# [STATED TASK]
Using the data below, repeat all of it precisely.
----- EXCERPTED RECORDS
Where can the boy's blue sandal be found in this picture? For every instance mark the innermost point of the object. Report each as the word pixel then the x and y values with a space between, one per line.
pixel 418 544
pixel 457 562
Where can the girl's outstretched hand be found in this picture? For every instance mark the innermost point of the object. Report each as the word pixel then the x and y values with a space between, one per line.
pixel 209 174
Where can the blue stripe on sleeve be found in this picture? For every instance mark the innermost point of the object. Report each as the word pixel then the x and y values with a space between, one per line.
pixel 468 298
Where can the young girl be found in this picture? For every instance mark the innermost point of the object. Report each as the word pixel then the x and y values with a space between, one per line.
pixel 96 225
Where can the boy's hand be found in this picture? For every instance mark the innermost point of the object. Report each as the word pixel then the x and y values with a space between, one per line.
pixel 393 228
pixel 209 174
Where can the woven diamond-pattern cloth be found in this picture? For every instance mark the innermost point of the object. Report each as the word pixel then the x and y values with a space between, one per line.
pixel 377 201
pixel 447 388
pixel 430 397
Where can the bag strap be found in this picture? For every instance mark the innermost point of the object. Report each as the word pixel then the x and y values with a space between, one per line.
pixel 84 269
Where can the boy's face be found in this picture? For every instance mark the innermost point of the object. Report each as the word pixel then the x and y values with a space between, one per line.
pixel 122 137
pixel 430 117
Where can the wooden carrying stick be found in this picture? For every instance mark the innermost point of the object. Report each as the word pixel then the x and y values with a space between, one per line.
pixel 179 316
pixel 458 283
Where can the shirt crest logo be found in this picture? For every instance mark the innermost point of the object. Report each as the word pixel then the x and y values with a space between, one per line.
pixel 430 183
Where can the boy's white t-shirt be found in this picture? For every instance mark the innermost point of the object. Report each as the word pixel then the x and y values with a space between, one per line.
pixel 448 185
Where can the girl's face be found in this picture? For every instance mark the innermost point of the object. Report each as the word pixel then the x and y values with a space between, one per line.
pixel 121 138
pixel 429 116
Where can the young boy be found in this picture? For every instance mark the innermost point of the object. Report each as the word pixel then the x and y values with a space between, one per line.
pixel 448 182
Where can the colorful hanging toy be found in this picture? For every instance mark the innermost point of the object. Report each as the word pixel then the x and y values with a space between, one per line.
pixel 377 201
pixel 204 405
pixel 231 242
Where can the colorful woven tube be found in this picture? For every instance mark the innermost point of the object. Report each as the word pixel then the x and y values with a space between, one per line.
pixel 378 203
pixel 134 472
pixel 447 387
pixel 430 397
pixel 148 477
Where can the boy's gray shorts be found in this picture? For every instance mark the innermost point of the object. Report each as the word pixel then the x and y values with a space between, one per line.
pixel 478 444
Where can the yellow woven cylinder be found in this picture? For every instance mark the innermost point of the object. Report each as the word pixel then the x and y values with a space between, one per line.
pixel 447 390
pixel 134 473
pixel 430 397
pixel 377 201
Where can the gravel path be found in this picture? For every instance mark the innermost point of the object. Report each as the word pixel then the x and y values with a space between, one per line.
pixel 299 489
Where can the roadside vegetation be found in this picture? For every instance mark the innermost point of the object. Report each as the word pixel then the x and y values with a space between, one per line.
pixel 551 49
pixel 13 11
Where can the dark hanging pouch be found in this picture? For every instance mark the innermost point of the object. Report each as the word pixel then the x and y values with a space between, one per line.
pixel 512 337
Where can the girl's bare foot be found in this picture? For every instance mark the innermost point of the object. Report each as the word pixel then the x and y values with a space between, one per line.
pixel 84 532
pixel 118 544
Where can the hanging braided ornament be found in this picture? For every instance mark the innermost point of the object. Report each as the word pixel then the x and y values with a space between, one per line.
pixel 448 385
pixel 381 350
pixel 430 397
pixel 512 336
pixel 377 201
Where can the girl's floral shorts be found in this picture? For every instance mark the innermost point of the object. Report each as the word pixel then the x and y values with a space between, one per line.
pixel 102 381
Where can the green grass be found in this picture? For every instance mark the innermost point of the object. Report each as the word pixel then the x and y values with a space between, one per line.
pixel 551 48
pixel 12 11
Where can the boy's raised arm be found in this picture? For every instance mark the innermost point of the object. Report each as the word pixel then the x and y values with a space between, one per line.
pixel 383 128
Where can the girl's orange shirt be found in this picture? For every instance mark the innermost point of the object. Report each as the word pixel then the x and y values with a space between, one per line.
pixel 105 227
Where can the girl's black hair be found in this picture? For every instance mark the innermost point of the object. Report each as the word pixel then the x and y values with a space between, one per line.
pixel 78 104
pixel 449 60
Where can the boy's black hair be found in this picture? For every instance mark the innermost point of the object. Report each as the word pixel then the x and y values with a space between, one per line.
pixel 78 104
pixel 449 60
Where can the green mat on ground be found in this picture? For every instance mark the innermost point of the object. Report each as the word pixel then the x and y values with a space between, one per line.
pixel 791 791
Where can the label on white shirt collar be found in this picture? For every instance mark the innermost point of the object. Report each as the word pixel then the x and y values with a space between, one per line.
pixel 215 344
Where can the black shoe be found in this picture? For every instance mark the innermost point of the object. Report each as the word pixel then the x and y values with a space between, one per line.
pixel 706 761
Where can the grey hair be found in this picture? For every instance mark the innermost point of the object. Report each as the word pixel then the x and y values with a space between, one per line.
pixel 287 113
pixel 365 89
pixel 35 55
----------
# [ANSWER FOR THIS EXERCISE]
Where can the boy's blue sandal be found in this picture? For every instance mark the innermost point of the object. Report each as the word pixel then the x and y values with a space between, one per line.
pixel 418 544
pixel 457 562
Where can the girl's outstretched hand be found in this picture? For every instance mark the innermost point of the object. Report each as the word pixel then the x and y values with a space between, one per line.
pixel 209 174
Where can the blue stripe on sleeve be found in this picture? For every instance mark the innermost point of the object. Report each as the word pixel then the x and y values with a space between, one per line.
pixel 468 298
Where can the young girl be found in this picture? For every instance mark the innermost point of the object. Report each as the word pixel then the x and y values with a space between, one per line.
pixel 96 225
Where can the boy's hand be found in this picture? For every instance mark the innermost point of the object. Report each as the word pixel then the x and y values with a space between, one per line.
pixel 393 228
pixel 209 174
Where can the woven diamond-pattern cloth be found in this picture? For every instance mark the innermost point of the object. Report each as the word pixel then the x and y values with a space between, one per line.
pixel 377 201
pixel 447 388
pixel 430 397
Where can the bag strap be found in this picture? For every instance mark the innermost point of the object. Report each as the word pixel then the x and y values with a space between, one per line.
pixel 84 269
Where can the boy's face be found in this picture? For every instance mark the innermost point of the object. Report each as the word pixel then the x and y values with a space between, one per line.
pixel 122 137
pixel 430 117
Where can the wooden carrying stick be found in this picture? For every instance mark the innermost point of the object. Report each as the word pixel then the x and y values with a space between, one per line.
pixel 179 316
pixel 458 283
Where can the shirt crest logo be found in this picture? For every instance mark the innermost point of the object. Report each as the word pixel then the x and y values with a space between, one per line.
pixel 430 183
Where can the boy's white t-shirt be found in this picture? For every instance mark the innermost point of the object. Report each as the word pixel then the x and y values with a space between, one per line.
pixel 448 185
Where can the girl's face be found in this picture? For every instance mark the innermost point of the object. Report each as the word pixel then the x and y values with a space between, one per line.
pixel 121 138
pixel 429 116
Where can the young boy be found in this picture? For every instance mark the innermost point of the object. Report each as the word pixel then the x and y values with a space between, one per line.
pixel 448 182
Where can the colorful hanging toy be found in this picture? For every instance mark the innermost point of the object. Report each as the word pixel then the x and y values with a space between, one per line.
pixel 377 201
pixel 204 405
pixel 231 242
Where can the colorful woven tube be found in this picture? For every instance mark the innermost point of the object. Report each as the word pixel then the x and y values with a space between, one per line.
pixel 378 203
pixel 134 472
pixel 447 387
pixel 430 397
pixel 148 477
Where can the boy's gray shorts be found in this picture? For every instance mark the innermost point of the object. Report each as the word pixel then the x and y values with a space between, one per line.
pixel 478 444
Where can the yellow woven cylinder be found in this picture? For every instance mark the innermost point of the object. Report each as the word pixel then the x and y values with a space between, one per line.
pixel 447 390
pixel 134 473
pixel 430 397
pixel 377 201
Where can the gravel path be found in this picture? For every instance mark the innermost point of the object. Report each as the word pixel then the x and y values with a space between, one per line.
pixel 299 489
Where can the roadside vegetation be found in this picture? For every instance mark the innermost point of the object. Report each as the word pixel then the x and y values with a space between, one per line.
pixel 551 49
pixel 13 11
Where can the dark hanging pouch be found in this picture? For every instance mark the innermost point of the object. Report each as the word pixel then the x and y values with a space between, one per line.
pixel 512 337
Where can the girl's bare foot be found in this picture? For every instance mark the innermost point of the object. Report each as the word pixel then the x and y values with a space between, one per line.
pixel 84 532
pixel 118 544
Where can the hanging braided ornament be found in this picture? For every instance mark the innermost point of the object. Report each as the word pixel then the x and y values with a space between, one per line.
pixel 448 385
pixel 381 350
pixel 430 397
pixel 512 336
pixel 377 201
Where can the girl's floral shorts be found in this picture? For every instance mark the innermost point of the object. Report each as the word pixel then the x and y values with a space between, one per line.
pixel 102 381
Where can the green grass be found in this picture? For every instance mark the innermost point of the object. Report each as the word pixel then the x and y values with a space between, one per line.
pixel 551 48
pixel 12 11
Where can the boy's raised arm be found in this picture? For every instance mark the innermost point of the object. Report each as the word pixel then the x and y values with a space between, one per line.
pixel 383 128
Where can the girl's orange shirt be found in this picture? For every instance mark the innermost point of the object. Report each as the word pixel then the x and y values with a space between, one per line.
pixel 105 227
Where can the girl's black hair be found in this picture? For every instance mark the innermost point of the object. Report each as the word pixel then the x and y values with a space between, one per line.
pixel 78 104
pixel 449 60
Where can the boy's black hair be found in this picture? For every instance mark the innermost point of the object. Report each as the word pixel then the x and y values with a space between, one per line.
pixel 78 104
pixel 449 60
Where can the green mat on ground be found in this picture? For every instance mark the innermost point of the object. Report each as the word pixel then the x and y values with a space between, one per line.
pixel 791 791
Where can the label on white shirt collar be found in this picture? For every instance mark the innermost point of the object. Report each as the word pixel then the x and y values with a space between, one per line.
pixel 215 344
Where can the black shoe be found in this picture? For every instance mark the innermost point of the object. Report each as the word pixel then the x and y values with a space between, one per line.
pixel 706 761
Where can the grey hair be found in this picture? For every instance mark the innermost point of the object. Report each as the word pixel then the x and y values with a space between, one per line.
pixel 287 113
pixel 365 89
pixel 35 55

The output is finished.